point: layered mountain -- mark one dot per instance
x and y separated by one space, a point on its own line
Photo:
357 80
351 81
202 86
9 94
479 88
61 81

+++

What this task involves: A word-for-word repeat of the full data is needed.

Completed exercise:
point: layered mountain -- mark one dot per instance
x and y separated by one space, a point on its own line
Photo:
357 80
351 81
202 86
9 94
479 88
61 81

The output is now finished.